Exercise goal: What you return must be exactly the lines running from the one with "Where can the vegetation" to the end of the data below, inclusive, and nothing more.

-- Data in this exercise follows --

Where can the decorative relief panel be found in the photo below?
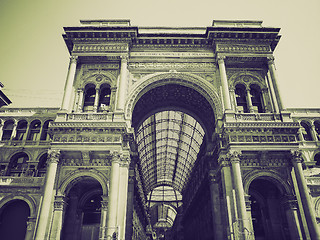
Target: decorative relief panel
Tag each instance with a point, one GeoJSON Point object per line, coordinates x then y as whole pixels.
{"type": "Point", "coordinates": [173, 54]}
{"type": "Point", "coordinates": [79, 135]}
{"type": "Point", "coordinates": [172, 65]}
{"type": "Point", "coordinates": [243, 48]}
{"type": "Point", "coordinates": [261, 135]}
{"type": "Point", "coordinates": [89, 48]}
{"type": "Point", "coordinates": [246, 77]}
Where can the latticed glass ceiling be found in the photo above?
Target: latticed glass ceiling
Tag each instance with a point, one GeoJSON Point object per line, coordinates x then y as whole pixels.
{"type": "Point", "coordinates": [168, 144]}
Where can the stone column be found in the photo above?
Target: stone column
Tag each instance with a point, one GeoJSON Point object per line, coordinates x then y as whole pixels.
{"type": "Point", "coordinates": [216, 205]}
{"type": "Point", "coordinates": [264, 98]}
{"type": "Point", "coordinates": [80, 100]}
{"type": "Point", "coordinates": [233, 99]}
{"type": "Point", "coordinates": [58, 215]}
{"type": "Point", "coordinates": [314, 133]}
{"type": "Point", "coordinates": [53, 159]}
{"type": "Point", "coordinates": [30, 228]}
{"type": "Point", "coordinates": [76, 101]}
{"type": "Point", "coordinates": [227, 187]}
{"type": "Point", "coordinates": [113, 196]}
{"type": "Point", "coordinates": [104, 213]}
{"type": "Point", "coordinates": [122, 83]}
{"type": "Point", "coordinates": [1, 129]}
{"type": "Point", "coordinates": [96, 100]}
{"type": "Point", "coordinates": [300, 134]}
{"type": "Point", "coordinates": [249, 100]}
{"type": "Point", "coordinates": [272, 70]}
{"type": "Point", "coordinates": [69, 82]}
{"type": "Point", "coordinates": [224, 83]}
{"type": "Point", "coordinates": [243, 221]}
{"type": "Point", "coordinates": [290, 206]}
{"type": "Point", "coordinates": [304, 195]}
{"type": "Point", "coordinates": [14, 130]}
{"type": "Point", "coordinates": [123, 190]}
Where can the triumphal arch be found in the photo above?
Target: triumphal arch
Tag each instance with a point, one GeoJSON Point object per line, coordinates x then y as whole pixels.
{"type": "Point", "coordinates": [165, 133]}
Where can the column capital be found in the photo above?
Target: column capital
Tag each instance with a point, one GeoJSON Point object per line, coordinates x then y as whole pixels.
{"type": "Point", "coordinates": [234, 156]}
{"type": "Point", "coordinates": [124, 58]}
{"type": "Point", "coordinates": [224, 161]}
{"type": "Point", "coordinates": [270, 60]}
{"type": "Point", "coordinates": [296, 156]}
{"type": "Point", "coordinates": [74, 59]}
{"type": "Point", "coordinates": [104, 202]}
{"type": "Point", "coordinates": [213, 177]}
{"type": "Point", "coordinates": [220, 59]}
{"type": "Point", "coordinates": [59, 203]}
{"type": "Point", "coordinates": [289, 202]}
{"type": "Point", "coordinates": [53, 156]}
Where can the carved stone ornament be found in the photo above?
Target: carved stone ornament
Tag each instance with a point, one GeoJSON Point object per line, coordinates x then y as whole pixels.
{"type": "Point", "coordinates": [224, 162]}
{"type": "Point", "coordinates": [53, 156]}
{"type": "Point", "coordinates": [234, 156]}
{"type": "Point", "coordinates": [296, 156]}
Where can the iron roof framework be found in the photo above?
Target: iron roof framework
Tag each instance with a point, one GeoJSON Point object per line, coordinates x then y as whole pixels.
{"type": "Point", "coordinates": [168, 144]}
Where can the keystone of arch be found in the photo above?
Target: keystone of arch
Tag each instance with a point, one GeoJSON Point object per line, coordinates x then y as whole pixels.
{"type": "Point", "coordinates": [71, 178]}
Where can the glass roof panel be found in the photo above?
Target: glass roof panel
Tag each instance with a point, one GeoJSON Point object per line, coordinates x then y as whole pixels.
{"type": "Point", "coordinates": [168, 144]}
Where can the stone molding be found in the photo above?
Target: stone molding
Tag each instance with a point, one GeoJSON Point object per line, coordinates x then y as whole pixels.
{"type": "Point", "coordinates": [69, 179]}
{"type": "Point", "coordinates": [172, 65]}
{"type": "Point", "coordinates": [296, 156]}
{"type": "Point", "coordinates": [188, 80]}
{"type": "Point", "coordinates": [53, 156]}
{"type": "Point", "coordinates": [243, 48]}
{"type": "Point", "coordinates": [100, 48]}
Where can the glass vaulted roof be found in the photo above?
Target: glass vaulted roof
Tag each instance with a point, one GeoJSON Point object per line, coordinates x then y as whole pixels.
{"type": "Point", "coordinates": [168, 144]}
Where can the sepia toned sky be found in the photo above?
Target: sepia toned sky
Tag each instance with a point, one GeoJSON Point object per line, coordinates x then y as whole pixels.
{"type": "Point", "coordinates": [34, 59]}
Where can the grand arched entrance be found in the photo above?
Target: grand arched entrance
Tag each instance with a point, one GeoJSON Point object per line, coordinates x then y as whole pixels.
{"type": "Point", "coordinates": [268, 211]}
{"type": "Point", "coordinates": [83, 212]}
{"type": "Point", "coordinates": [173, 129]}
{"type": "Point", "coordinates": [13, 220]}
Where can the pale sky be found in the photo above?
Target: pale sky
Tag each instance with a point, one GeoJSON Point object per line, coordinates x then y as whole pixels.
{"type": "Point", "coordinates": [34, 58]}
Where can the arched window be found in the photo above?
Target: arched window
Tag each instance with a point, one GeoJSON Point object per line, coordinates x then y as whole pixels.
{"type": "Point", "coordinates": [256, 97]}
{"type": "Point", "coordinates": [13, 220]}
{"type": "Point", "coordinates": [44, 133]}
{"type": "Point", "coordinates": [317, 128]}
{"type": "Point", "coordinates": [34, 130]}
{"type": "Point", "coordinates": [42, 165]}
{"type": "Point", "coordinates": [317, 159]}
{"type": "Point", "coordinates": [240, 92]}
{"type": "Point", "coordinates": [21, 129]}
{"type": "Point", "coordinates": [306, 131]}
{"type": "Point", "coordinates": [7, 130]}
{"type": "Point", "coordinates": [89, 97]}
{"type": "Point", "coordinates": [104, 98]}
{"type": "Point", "coordinates": [18, 164]}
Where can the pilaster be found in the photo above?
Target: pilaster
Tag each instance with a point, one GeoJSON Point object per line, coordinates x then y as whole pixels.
{"type": "Point", "coordinates": [53, 159]}
{"type": "Point", "coordinates": [308, 208]}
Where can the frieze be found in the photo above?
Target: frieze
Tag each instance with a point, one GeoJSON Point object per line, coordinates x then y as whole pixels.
{"type": "Point", "coordinates": [257, 117]}
{"type": "Point", "coordinates": [80, 138]}
{"type": "Point", "coordinates": [171, 65]}
{"type": "Point", "coordinates": [173, 54]}
{"type": "Point", "coordinates": [91, 162]}
{"type": "Point", "coordinates": [262, 139]}
{"type": "Point", "coordinates": [243, 48]}
{"type": "Point", "coordinates": [100, 47]}
{"type": "Point", "coordinates": [21, 181]}
{"type": "Point", "coordinates": [100, 67]}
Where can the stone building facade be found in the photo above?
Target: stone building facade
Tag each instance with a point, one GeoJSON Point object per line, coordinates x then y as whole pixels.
{"type": "Point", "coordinates": [163, 133]}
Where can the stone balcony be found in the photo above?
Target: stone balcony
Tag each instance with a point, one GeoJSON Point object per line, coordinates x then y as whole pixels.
{"type": "Point", "coordinates": [21, 181]}
{"type": "Point", "coordinates": [88, 116]}
{"type": "Point", "coordinates": [24, 143]}
{"type": "Point", "coordinates": [231, 116]}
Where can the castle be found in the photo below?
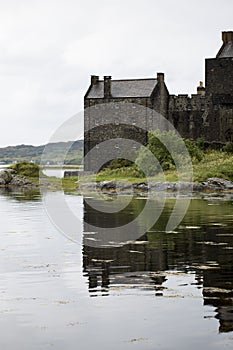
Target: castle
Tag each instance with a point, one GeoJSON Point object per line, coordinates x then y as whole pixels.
{"type": "Point", "coordinates": [207, 114]}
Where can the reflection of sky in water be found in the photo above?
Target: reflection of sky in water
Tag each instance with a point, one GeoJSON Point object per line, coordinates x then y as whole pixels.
{"type": "Point", "coordinates": [155, 289]}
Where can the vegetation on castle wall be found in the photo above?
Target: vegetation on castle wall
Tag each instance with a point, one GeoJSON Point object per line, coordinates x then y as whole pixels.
{"type": "Point", "coordinates": [26, 169]}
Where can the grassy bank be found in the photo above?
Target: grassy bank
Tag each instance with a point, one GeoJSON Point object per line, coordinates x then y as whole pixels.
{"type": "Point", "coordinates": [213, 164]}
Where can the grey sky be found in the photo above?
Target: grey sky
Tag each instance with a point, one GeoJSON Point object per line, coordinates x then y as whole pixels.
{"type": "Point", "coordinates": [49, 49]}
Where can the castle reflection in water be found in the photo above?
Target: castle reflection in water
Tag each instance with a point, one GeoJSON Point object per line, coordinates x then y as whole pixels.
{"type": "Point", "coordinates": [201, 246]}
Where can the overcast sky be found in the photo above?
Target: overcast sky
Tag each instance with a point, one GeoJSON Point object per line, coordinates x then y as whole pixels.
{"type": "Point", "coordinates": [49, 49]}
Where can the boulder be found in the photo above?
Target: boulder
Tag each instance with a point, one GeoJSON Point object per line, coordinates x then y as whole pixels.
{"type": "Point", "coordinates": [5, 177]}
{"type": "Point", "coordinates": [217, 183]}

-- Data in this exercise concluded --

Result of this exercise:
Where can the vegetation on castle wall be found in the photo above?
Target: vegetation on castle wall
Tag each instance with a point, one GeoJSON Point object per line, coordinates x then y as whole pixels.
{"type": "Point", "coordinates": [26, 169]}
Where can the grassy bank be found in the photo above?
Target: grassy bank
Tag each instance with a point, one GeoJSON Point object per line, coordinates x then y as whole pixels.
{"type": "Point", "coordinates": [213, 164]}
Where can the grey sky be found in the photo above?
Target: grey sky
Tag each instance with a point, one GeoJSON Point object per line, coordinates x then y as whole pixels.
{"type": "Point", "coordinates": [49, 49]}
Where can the castle reflection in water be found in the photo above?
Target: castle reflection in water
Tag each instance with a point, one GeoJSON Point object per line, coordinates x then y as whole pixels.
{"type": "Point", "coordinates": [201, 246]}
Where can the overcast sky be found in the photo above?
Target: overcast sky
Tag each instance with a point, one GeoJSON Point object per line, coordinates x then y as whole pixels.
{"type": "Point", "coordinates": [49, 49]}
Where can the boulder be found in the photo above?
Target: boulder
Tag each instance with a point, one GeoJSON Point object per line, coordinates x then y as whole pixels.
{"type": "Point", "coordinates": [5, 177]}
{"type": "Point", "coordinates": [217, 183]}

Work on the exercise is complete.